**Work task**: Reprint the lines below as they are, minus the pictures.

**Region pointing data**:
= = = = =
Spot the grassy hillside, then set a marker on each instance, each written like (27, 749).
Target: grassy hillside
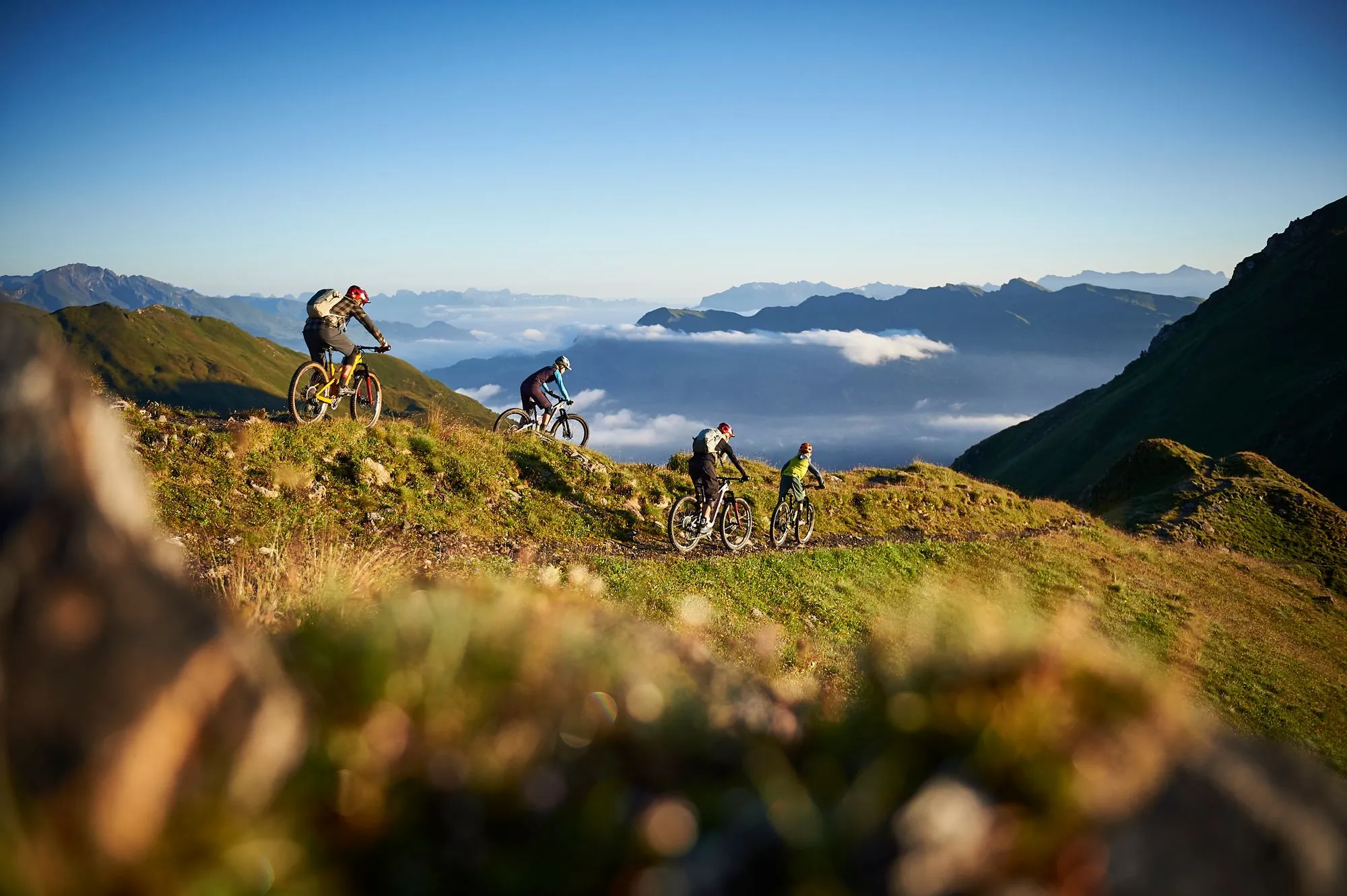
(282, 520)
(1260, 366)
(164, 354)
(1244, 501)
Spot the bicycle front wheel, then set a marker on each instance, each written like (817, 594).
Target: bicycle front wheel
(572, 428)
(685, 524)
(513, 420)
(368, 401)
(737, 524)
(781, 524)
(305, 405)
(805, 528)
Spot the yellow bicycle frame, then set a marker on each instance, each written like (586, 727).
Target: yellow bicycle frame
(333, 370)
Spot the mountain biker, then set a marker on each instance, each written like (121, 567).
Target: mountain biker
(708, 447)
(794, 473)
(531, 390)
(329, 312)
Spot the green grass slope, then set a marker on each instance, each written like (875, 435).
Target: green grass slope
(281, 520)
(164, 354)
(1260, 366)
(1244, 502)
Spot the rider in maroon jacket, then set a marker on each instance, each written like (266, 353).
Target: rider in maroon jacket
(531, 390)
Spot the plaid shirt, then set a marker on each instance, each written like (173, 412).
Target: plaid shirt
(348, 308)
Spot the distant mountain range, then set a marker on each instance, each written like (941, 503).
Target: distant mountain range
(752, 296)
(1181, 281)
(1020, 316)
(280, 319)
(1260, 366)
(162, 354)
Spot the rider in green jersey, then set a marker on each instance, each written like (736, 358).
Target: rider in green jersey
(794, 473)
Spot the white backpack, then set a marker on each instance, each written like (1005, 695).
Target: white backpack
(708, 442)
(323, 303)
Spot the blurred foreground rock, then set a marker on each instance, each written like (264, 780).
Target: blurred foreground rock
(119, 679)
(519, 738)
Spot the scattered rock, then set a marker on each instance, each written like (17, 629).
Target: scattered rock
(374, 473)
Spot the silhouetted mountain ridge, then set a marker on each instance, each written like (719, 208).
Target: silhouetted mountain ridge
(162, 354)
(1020, 316)
(1259, 366)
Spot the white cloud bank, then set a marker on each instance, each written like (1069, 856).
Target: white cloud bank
(857, 346)
(627, 429)
(975, 423)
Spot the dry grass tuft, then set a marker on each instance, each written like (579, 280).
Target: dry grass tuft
(254, 435)
(278, 587)
(292, 478)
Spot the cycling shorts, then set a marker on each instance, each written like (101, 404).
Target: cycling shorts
(531, 396)
(320, 335)
(702, 469)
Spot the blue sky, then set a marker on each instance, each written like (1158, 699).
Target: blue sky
(661, 149)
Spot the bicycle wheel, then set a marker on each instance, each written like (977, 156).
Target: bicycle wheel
(737, 524)
(572, 428)
(782, 524)
(513, 420)
(685, 524)
(805, 526)
(368, 401)
(305, 386)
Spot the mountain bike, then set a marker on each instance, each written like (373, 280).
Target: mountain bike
(566, 425)
(316, 389)
(736, 517)
(793, 514)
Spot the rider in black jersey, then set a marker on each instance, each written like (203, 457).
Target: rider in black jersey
(708, 447)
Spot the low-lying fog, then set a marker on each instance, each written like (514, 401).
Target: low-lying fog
(861, 399)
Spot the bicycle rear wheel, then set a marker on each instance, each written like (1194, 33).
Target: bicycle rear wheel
(737, 524)
(572, 428)
(368, 401)
(781, 524)
(805, 528)
(305, 386)
(685, 524)
(513, 420)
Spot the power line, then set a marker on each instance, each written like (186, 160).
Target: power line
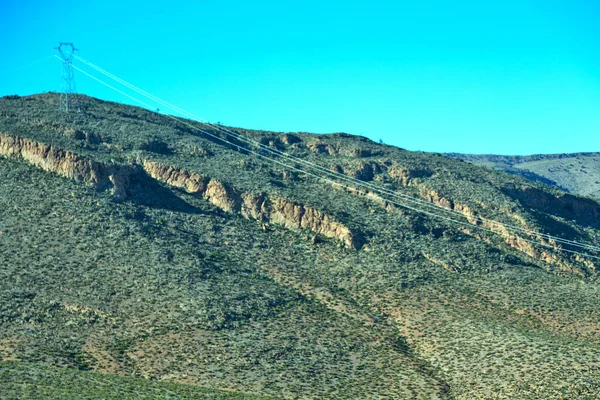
(357, 190)
(25, 66)
(335, 174)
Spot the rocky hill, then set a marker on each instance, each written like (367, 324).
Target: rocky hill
(577, 173)
(142, 257)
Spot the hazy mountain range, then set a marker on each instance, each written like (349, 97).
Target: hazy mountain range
(145, 257)
(577, 173)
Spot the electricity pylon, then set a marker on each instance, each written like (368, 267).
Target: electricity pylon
(68, 93)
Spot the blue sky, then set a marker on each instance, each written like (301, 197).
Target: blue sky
(509, 77)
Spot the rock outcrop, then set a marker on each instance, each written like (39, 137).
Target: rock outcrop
(259, 206)
(68, 164)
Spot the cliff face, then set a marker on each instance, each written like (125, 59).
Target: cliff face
(259, 206)
(69, 165)
(120, 178)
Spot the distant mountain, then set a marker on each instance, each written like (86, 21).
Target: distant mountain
(577, 173)
(147, 257)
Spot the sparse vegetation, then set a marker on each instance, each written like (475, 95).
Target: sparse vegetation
(164, 294)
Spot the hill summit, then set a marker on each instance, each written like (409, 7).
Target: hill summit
(144, 256)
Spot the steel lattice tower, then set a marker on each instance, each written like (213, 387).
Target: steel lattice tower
(68, 93)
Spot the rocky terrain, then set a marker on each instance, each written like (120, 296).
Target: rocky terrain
(145, 257)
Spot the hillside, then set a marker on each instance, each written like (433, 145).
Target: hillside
(577, 173)
(138, 253)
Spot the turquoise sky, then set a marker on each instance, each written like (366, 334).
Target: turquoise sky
(506, 77)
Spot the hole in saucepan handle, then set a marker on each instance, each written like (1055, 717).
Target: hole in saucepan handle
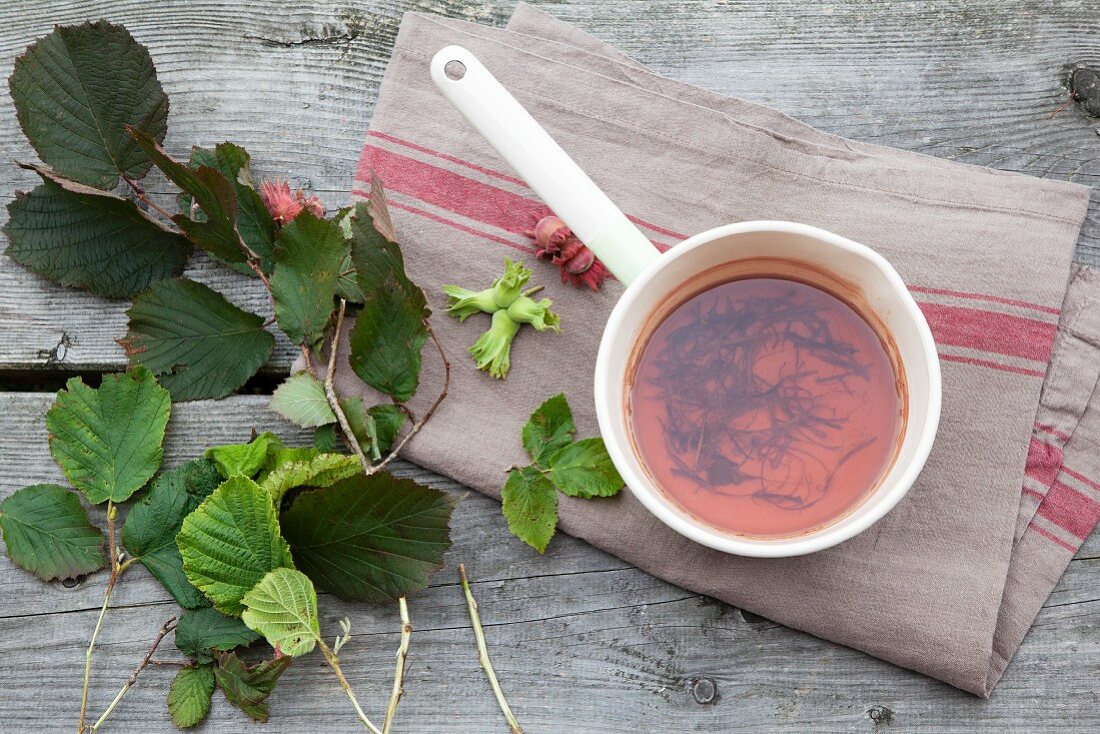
= = = = =
**Your response**:
Spot the grassy hillside, then set a marker on each instance, each written like (27, 749).
Target: grassy hillside
(282, 520)
(1260, 366)
(164, 354)
(1244, 501)
Spot the bicycle front wheel, then set a marker on each instance, each written like (817, 594).
Target: bicycle front wheel
(572, 428)
(685, 524)
(513, 420)
(368, 401)
(737, 524)
(781, 524)
(305, 405)
(805, 528)
Spot the yellow bicycle frame, then set a marker on each instance, each written like (586, 727).
Target: yellow bicycle frame
(333, 370)
Spot the mountain biker, then set a marker on each instance, each written like (121, 567).
Target: mountain biker
(708, 447)
(794, 473)
(531, 390)
(329, 312)
Spot the green grass slope, then set a marker on each instance, each written like (875, 435).
Target: green grass slope
(281, 520)
(164, 354)
(1260, 366)
(1244, 502)
Spot the rider in maroon jacket, then set a marker on each instance, each written like (266, 353).
Target: rider in maroon jacket
(531, 390)
Spot the plaid shirt, then set a marker on each instance, each written like (173, 412).
Target: plaid shirt
(348, 308)
Spot the distant mountain range, then set a marker on each instance, each written like (941, 503).
Target: distant mountain range
(752, 296)
(1181, 281)
(1020, 316)
(280, 319)
(1260, 366)
(162, 354)
Spot the rider in green jersey, then set a marker on each instance, each written like (736, 358).
Target: rider in green jersey
(794, 473)
Spot the white backpack, then set a marker on each instance, each written like (1005, 695).
Target: white backpack
(708, 442)
(323, 303)
Spot the blurred foreground rock, then set a marker on each instance, each written like (264, 780).
Target: blurred foreground rock
(119, 679)
(519, 738)
Spot the scattered rock, then set a marker on each instance, each written like (17, 629).
Target: scattered rock
(374, 473)
Spot the silhouetted mountain ridge, then set a marker on each instance, each written like (719, 208).
Target: silhouetted mountain ridge
(162, 354)
(1020, 316)
(1259, 366)
Spot the white cloud bank, then set a marker on each instance, each written like (1069, 856).
Target: white cloud bank
(857, 346)
(627, 429)
(975, 423)
Spot the dry grass tuft, then set a marker on each instance, each written like (579, 280).
Target: dry grass tuft
(254, 435)
(278, 587)
(292, 478)
Spot the cycling shorts, then set a marker on each instance, each written like (101, 404).
Target: cycling shorts
(531, 396)
(320, 335)
(702, 469)
Spot the blue sky, then set a marker on each instance, each written like (1158, 699).
Target: blue sky
(661, 149)
Spot the bicycle wheel, then set a marker on each instance, each written like (977, 156).
Target: bicycle wheel
(737, 524)
(572, 428)
(782, 524)
(513, 420)
(685, 524)
(805, 526)
(368, 401)
(305, 386)
Spot the mountain bike, then set a marker on each instance, each written like (373, 280).
Target: mountain bike
(566, 425)
(316, 389)
(736, 517)
(793, 514)
Spot the rider in black jersey, then set a marker on each instance, each written like (203, 457).
Target: rider in black jersey
(708, 447)
Spot the low-lying fog, then set a marker on each instance, each written like (514, 401).
Target: low-lying fog
(861, 399)
Spot the bicycle rear wheel, then set a marker on each instance, each written like (1194, 33).
Target: bicycle rear wheel
(737, 524)
(572, 428)
(368, 401)
(781, 524)
(805, 528)
(305, 386)
(685, 524)
(513, 420)
Spot the power line, then set a marker on each instance, each written like (186, 160).
Target: power line
(357, 190)
(25, 66)
(335, 174)
Spot the rocky hill, then set a marker on each instance, each written like (367, 324).
Target: rocky hill
(577, 173)
(142, 257)
Spot the hazy mountain range, then set a marker on each instance, each written like (349, 97).
Target: hazy mountain range
(145, 257)
(577, 173)
Spot the electricity pylon, then set a marker on each instance, each written like (368, 267).
Target: electricity pylon
(68, 93)
Spot the blue sky, then set a marker on each instance, each written like (301, 197).
Target: blue sky
(509, 77)
Spot the rock outcrop, then set a marker on each instance, each written like (39, 137).
Target: rock outcrop
(259, 206)
(68, 164)
Spot the cliff face, then set a marker on each instance, each written like (125, 59).
Target: cliff face
(259, 206)
(69, 165)
(120, 178)
Spot the distant mountain, then set a marker on each instance, each written like (86, 21).
Target: distant mountain
(577, 173)
(147, 257)
Spot the sparse vegetation, then set a marker on each instance, each written like (475, 95).
Target: sparse vegetation
(164, 294)
Spot the hill summit, then set a marker on each instance, each written like (409, 7).
Target: hill summit
(144, 256)
Spot the steel lattice tower, then set a marker on each instance, each written like (213, 387).
Target: steel lattice tower
(68, 93)
Spot the rocky terrain, then set a marker on each instance, each written like (120, 296).
Target: rocky terrain
(145, 257)
Spot the hillside, then set a marker on each instance, each written like (433, 145).
Target: hillside
(577, 173)
(138, 253)
Spot the turquoise sky, then set a marker on each instance, each written like (366, 334).
Target: turquoise sky
(506, 77)
Spot the hole in saucepan handle, then set a marker on each instance, each written like (1055, 717).
Target: hole in saucepan handle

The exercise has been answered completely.